#### [EXCERPT]
---

Friday, 31 May 2013

Women using rape laws for vengeance : Delhi high court


NEW DELHI: For the third time in less than a week, the Delhi high court has decried that rape laws are often misused by women.

Flagging the issue in a judgment on Saturday, Justice Kailash Gambhir said rape cases are being used as "a weapon for vengeance and vendetta" to harass and even force a boy to marry.

While granting anticipatory bail to a man facing rape charges from a woman claiming to be his wife, HC added that in many cases woman first has consensual sex but later files rape case against her boyfriend when the relationship breaks up in order to force him to get married, making not only "mockery" of the marriage but also inflating the statistics of rape cases.

"Many of the cases are being reported by those women who have consensual physical relationship with a man but when the relationship breaks due to one reason or the other, the women use the law as a weapon for vengeance and personal vendetta to extort money and sometimes even to force the boy to get married to her," HC said advocating extreme caution to judges who should "cautiously examine the intentions of the girl to find out whether the rape complaint is genuine or has malafide motives".

Earlier this week, Justice G P Mittal and Justice Suresh Kait in separate judgments quashed FIR's relating to rape of a minor and gang-rape of a private executive respectively, after they found too many discrepancies or contradictions in victims' statements. The common theme in all three judgments was the advice to courts not to get swayed by mere allegations of rape, howsoever heinous, but sift through evidence before convicting anyone.

Justice Gambhir, while dealing with the anticipatory bail plea pointed out that for a period of more than two years, the woman enjoyed physical intimacy with the boy. She lodged an FIR alleging rape only when he spurned her offer of marriage when she took help of the police to forcibly marry him even though the marriage was never consummated, as per the FIR.

In her complaint, she justified the delay on the grounds she was threatened and blackmailed by the boy and his kin to keep quiet otherwise she might have been killed. Being the victim of such a reprehensible crime, one should lodge a complaint immediately, or within a reasonable period of time unless there are sufficient reasons to explain the long delay, the court said.

"Delay in lodging an FIR, in such like cases can ultimately diminish the chances of conviction, as due to such delay, the medical evidence and the other circumstantial evidence may rarely be available to support the case of prosecution," it said.

While acknowledging there is a manifold increase in the crime concerning rapes, HC said all the rape cases which are filed have their "own individual story and factual matrix". It agreed most of the cases may be genuine, wherein the girl is a victim of the horrifying crime, or has been forced, blackmailed, threatened to enter into physical relationship with a male on the false pretext of marriage with the sole intent to physically exploit the girl "but there may be cases where both persons out of their own will and choice, develop a physical relationship".

---

#### [RECORDED DATA]
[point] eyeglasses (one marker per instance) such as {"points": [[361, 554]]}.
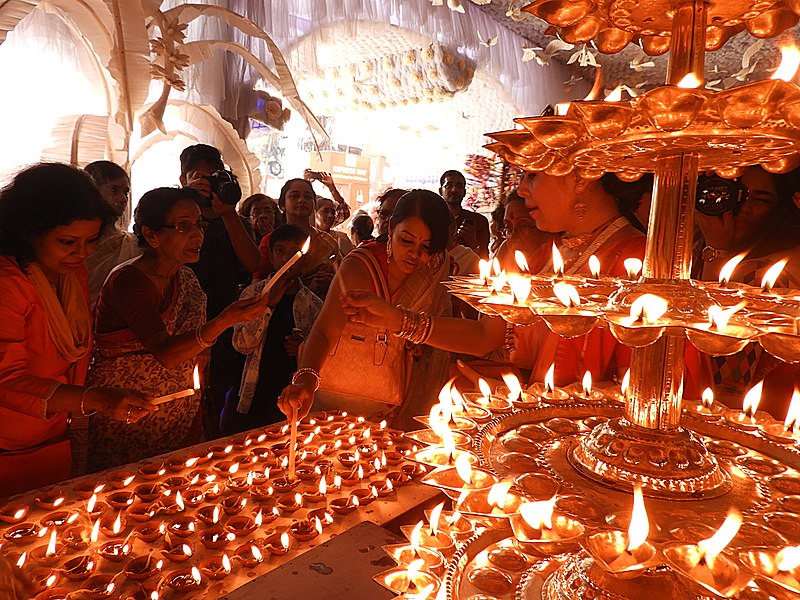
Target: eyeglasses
{"points": [[187, 227]]}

---

Reproduce word for word the passage of the Delhi high court article from "While granting anticipatory" up to and including "of rape cases.".

#### [RESPONSE BOX]
While granting anticipatory bail to a man facing rape charges from a woman claiming to be his wife, HC added that in many cases woman first has consensual sex but later files rape case against her boyfriend when the relationship breaks up in order to force him to get married, making not only "mockery" of the marriage but also inflating the statistics of rape cases.